*AUSGANGSTEXT*
Andreas Stoch ist ein Jurist aus Heidenheim (Foto: PR/Landesregierung BW)
Andreas Stoch ist ein Jurist aus Heidenheim (Foto: PR/Landesregierung BW)

Die Gymnasiallehrer fordern bei den neuen Mindestgrößen für den Erhalt von Schulen gleiche Maßstäbe. Es könne nicht angehen, dass Werkreal- und Realschulen mit mindestens 40 Schülern in den Eingangsklassen überleben könnten, Gymnasien aber 60 Schüler dafür bräuchten, monierte der Landeschef des Philologenverbandes, Bernd Saur. «Warum reichen 50 Kinder eines Jahrgangs nicht für ein Gymnasium, aber bereits 40 für eine Realschule?»

In der schriftlichen Ursprungsfassung der Regierungserklärung von Kultusminister Andreas Stoch (SPD) hatte es geheißen, dass die Richtgröße von 60 «insbesondere auch» bei der Genehmigung und der Neueinrichtung von Gymnasien gelte. Damit sei nicht ausgeschlossen, dass es auch bereits bestehenden kleinen Gymnasien an den Kragen gehen könne, schlussfolgerte Saur. Es sei offenbar schwer für Grün-Rot zu akzeptieren, dass die Gymnasien «höchste Akzeptanz und Anerkennung» genössen.

*QUELLMATERIAL*
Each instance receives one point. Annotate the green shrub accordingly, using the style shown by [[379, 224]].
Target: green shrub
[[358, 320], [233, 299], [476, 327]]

*AUFGABE 1*
Fasse den Text über die Mindestgrößen für Schulen in zwei Sätzen zusammen.
*AUFGABE 2*
Führe den Text über die Mindestgrößen für Schulen im Anschluss an seinen letzten Satz weiter.
Das Material wird hier nicht gebraucht.

*LÖSUNG 1*
Die Gymnasiallehrer fordern gleiche Maßstäbe bei den neuen Mindestgrößen für den Erhalt von Schulen; Bernd Saur, Landeschef des Philologenverbandes, kritisiert, dass Werkreal- und Realschulen mit mindestens 40 Schülern in den Eingangsklassen überleben könnten, Gymnasien dafür aber 60 bräuchten. Da die Richtgröße von 60 laut der schriftlichen Ursprungsfassung der Regierungserklärung von Kultusminister Andreas Stoch (SPD) «insbesondere auch» bei Genehmigung und Neueinrichtung von Gymnasien gelten soll, schließt Saur nicht aus, dass es auch bestehenden kleinen Gymnasien an den Kragen gehen könnte.

*LÖSUNG 2*
Das Kultusministerium bezeichnete die Annahme des Philologenverbands als Missverständnis. Denn Minister Stoch habe vor dem Landtag erklärt: «Für die allgemeinbildenden Gymnasien haben die Eingangsklassen bei Neueinrichtungen mindestens 60 Schülerinnen und Schüler.» Die Zahl 60 beziehe sich nicht auf bestehende Gymnasien.

Nach Angaben des Statistischen Landesamtes erfüllen 46 von 378 öffentlichen Gymnasien das Kriterium «60 Schüler in den Eingangsklassen» nicht. Das sind gut 12 Prozent.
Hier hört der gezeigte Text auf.